> _Set problem_:
Write out the full listing below line for line, changing nothing.

(Excerpt from a data file)
-------

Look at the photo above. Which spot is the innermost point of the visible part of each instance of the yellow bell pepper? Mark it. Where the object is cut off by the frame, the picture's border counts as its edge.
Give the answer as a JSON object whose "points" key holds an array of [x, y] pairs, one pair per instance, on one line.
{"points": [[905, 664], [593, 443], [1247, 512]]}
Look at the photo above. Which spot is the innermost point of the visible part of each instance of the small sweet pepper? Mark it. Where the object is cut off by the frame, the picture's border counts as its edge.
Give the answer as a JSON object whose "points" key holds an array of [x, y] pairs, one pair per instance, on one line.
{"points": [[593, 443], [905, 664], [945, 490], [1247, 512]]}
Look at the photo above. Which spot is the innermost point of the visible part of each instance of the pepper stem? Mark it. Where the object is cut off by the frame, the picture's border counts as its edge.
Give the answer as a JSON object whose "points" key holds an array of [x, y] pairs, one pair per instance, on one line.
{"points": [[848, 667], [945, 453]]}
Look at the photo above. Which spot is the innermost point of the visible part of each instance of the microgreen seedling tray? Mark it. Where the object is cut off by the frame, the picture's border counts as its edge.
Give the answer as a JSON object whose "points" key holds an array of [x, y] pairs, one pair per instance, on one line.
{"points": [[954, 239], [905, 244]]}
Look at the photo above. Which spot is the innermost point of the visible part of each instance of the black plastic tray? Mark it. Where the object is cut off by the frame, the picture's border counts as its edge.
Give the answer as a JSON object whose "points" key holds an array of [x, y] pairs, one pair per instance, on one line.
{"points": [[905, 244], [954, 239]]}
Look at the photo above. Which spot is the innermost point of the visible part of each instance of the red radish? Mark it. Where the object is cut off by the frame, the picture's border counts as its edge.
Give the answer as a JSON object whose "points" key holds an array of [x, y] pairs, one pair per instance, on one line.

-------

> _Completed exercise_:
Look at the photo above. Which spot is the innermost point of the visible part of each instance of the yellow bell pepper? Mark it. Where the object is cut off by the frame, the picture's border counts as its edge.
Give the answer as a JSON object whose "points" key holds an array of [x, y] pairs, one pair per instance, on one line.
{"points": [[905, 664], [593, 443], [1247, 512]]}
Look at the photo above. Which spot is the innermost point of the visible part of each instance of the small sweet pepper? Mark it. Where the object is cut off by the frame, the picture's border counts as its edge.
Give the answer as a JSON object whose "points" key holds an array of [x, y] pairs, one pair per instance, on one line.
{"points": [[593, 443], [905, 664], [945, 490], [1247, 512]]}
Look at the photo above. Which spot is the innermost point of the visible part of each instance of the pepper stem? Mark it. Where the object is cut off by the frame, the picture's border counts as its edge.
Give the answer as a JSON object whose "points" key holds an array of [x, y] pairs, one pair per instance, on one line.
{"points": [[848, 667], [945, 453]]}
Look at the photo above. Which spot is the innermost point of the visible part of each instance of the microgreen seedling tray? Mark it. Where the object is cut off by the frame, the picture's border counts as its edge.
Give the answer as a JSON object whose "points" key holds an array of [x, y] pairs, one pair per instance, on one line.
{"points": [[954, 239], [905, 244]]}
Look at the photo above. Which spot is the innermost point of the visible part of each instance of the black plastic tray? Mark it. Where the object is cut off by the frame, the picture's border counts as its edge.
Give the answer as a JSON object whose "points" key holds an array of [x, y] pairs, one pair per instance, on one line.
{"points": [[905, 244], [954, 239]]}
Look at the photo above. Which spot is the innermost point of the visible part of each instance of the red radish? Mark it. Where the object is cut off by the frame, the picture's border counts as its edge.
Give the answer as a JSON object whose "points" key holds an array of [x, y] pairs, one pair per instance, on one line.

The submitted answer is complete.